Thursday, April 03, 2008

I Hate The War

"Basra uprising beats occupiers"
by Simon Assaf
The mass revolt that broke out across Iraq last week has exposed the hollow claim that the occupation has won a "strategic victory" in Iraq.
The Iraqi army launched an assault on Basra that claimed to be an effort to deal with the presence of "criminal gangs", but which was in reality an attempt to crush the popular resistance to occupation.
In an angry response to the army, hundreds of thousands of Iraqis took to the streets.
The US and Britain had invested heavily in the belief that Iraqi troops could police the country on their behalf while they slowly draw down their own troops. George Bush declared the assault a "defining moment" for his "surge" strategy.
But many Iraqi soldiers and police refused to fight, while others retreated or defected to the rebels.
Now Britain's defence minister Des Browne has ripped up plans to cut the number of British troops in southern Iraq.
The revolt began when Iraq’s prime minister Nuri al-Maliki attempted to seize control of the oil rich city of Basra from the Mehdi Army, a popular nationalist movement led by rebel Shia cleric Moqtada al-Sadr.

■ EXERCISES
**a)** Answer these questions from the Basra article.
(i) Who wrote the article?
(ii) What did George Bush call the assault on Basra?
(iii) Who leads the Mehdi Army?
**b)** Write out the Basra article word for word, everything from "I Hate The War" down to "to the streets.".

■ DATA RECORDS

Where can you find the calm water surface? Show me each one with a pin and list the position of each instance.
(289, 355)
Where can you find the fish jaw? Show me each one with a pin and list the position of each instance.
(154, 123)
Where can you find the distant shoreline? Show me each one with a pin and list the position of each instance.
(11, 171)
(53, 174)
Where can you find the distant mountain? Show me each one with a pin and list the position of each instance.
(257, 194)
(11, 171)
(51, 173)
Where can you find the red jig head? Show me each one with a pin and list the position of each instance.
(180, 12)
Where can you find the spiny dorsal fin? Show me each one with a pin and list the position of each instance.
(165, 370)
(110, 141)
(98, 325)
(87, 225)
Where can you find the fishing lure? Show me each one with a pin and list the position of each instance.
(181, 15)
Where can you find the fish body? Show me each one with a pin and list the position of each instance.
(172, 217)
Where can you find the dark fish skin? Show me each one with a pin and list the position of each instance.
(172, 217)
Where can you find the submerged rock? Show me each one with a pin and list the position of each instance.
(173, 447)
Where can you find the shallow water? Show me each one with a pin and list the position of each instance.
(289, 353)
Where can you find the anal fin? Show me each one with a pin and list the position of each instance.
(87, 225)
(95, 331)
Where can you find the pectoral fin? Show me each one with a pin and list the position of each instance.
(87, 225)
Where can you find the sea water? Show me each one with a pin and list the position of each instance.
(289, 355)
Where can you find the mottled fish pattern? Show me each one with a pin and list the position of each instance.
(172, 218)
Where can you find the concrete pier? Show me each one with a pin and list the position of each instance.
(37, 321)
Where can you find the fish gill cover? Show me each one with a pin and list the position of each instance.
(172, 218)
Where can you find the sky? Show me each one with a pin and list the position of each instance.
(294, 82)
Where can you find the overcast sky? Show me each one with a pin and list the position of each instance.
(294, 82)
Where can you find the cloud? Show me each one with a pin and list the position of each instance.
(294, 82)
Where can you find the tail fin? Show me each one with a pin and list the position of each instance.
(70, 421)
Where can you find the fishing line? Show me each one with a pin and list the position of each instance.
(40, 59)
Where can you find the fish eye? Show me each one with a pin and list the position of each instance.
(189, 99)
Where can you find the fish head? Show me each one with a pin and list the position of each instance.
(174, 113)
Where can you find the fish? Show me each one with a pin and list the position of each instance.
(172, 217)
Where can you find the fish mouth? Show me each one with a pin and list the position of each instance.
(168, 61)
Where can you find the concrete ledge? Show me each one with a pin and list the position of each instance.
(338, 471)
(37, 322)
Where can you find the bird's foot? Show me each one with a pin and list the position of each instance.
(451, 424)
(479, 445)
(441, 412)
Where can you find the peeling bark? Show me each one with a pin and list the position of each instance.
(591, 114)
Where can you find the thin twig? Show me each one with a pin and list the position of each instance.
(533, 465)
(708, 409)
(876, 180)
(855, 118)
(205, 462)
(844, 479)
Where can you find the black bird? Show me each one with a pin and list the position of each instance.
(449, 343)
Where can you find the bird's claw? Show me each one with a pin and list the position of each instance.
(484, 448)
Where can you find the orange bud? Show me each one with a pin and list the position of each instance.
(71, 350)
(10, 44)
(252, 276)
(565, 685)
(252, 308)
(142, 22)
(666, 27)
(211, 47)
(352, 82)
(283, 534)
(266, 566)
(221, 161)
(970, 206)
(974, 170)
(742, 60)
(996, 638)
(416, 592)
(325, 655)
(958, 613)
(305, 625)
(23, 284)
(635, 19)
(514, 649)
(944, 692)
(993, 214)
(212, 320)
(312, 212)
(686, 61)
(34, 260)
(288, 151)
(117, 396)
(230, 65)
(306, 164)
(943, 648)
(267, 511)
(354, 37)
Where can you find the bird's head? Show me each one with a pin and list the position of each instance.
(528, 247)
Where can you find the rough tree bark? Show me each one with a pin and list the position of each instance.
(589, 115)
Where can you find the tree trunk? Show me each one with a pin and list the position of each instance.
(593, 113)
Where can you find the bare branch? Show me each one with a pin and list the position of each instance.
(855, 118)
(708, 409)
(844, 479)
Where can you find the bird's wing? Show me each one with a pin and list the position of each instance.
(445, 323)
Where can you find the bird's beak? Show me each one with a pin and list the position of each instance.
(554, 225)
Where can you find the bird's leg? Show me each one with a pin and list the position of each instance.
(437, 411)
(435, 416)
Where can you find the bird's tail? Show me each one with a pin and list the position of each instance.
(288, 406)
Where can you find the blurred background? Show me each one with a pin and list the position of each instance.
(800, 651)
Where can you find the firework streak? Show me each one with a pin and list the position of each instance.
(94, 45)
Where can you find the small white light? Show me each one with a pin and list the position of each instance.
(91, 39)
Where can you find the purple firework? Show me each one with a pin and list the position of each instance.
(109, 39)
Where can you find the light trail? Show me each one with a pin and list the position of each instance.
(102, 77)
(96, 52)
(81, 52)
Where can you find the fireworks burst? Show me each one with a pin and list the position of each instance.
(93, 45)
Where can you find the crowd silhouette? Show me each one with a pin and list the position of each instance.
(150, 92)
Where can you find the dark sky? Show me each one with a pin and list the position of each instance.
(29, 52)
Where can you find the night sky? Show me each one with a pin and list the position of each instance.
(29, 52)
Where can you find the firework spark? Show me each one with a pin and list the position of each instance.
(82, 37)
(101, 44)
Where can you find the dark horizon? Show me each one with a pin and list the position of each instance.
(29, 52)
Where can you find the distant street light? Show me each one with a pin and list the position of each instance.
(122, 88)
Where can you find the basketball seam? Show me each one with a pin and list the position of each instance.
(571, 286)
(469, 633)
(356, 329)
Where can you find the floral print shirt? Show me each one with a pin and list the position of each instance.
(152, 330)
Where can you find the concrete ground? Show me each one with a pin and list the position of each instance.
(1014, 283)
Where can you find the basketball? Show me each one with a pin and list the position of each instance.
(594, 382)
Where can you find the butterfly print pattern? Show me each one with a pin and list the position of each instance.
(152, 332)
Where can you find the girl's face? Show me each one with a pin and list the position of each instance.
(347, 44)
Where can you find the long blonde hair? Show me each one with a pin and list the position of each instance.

■ THE ANSWERS
**a)**
(i) Simon Assaf
(ii) A "defining moment" for his "surge" strategy
(iii) Moqtada al-Sadr, a rebel Shia cleric

**b)**
I Hate The War

"Basra uprising beats occupiers"
by Simon Assaf
The mass revolt that broke out across Iraq last week has exposed the hollow claim that the occupation has won a "strategic victory" in Iraq.
The Iraqi army launched an assault on Basra that claimed to be an effort to deal with the presence of "criminal gangs", but which was in reality an attempt to crush the popular resistance to occupation.
In an angry response to the army, hundreds of thousands of Iraqis took to the streets.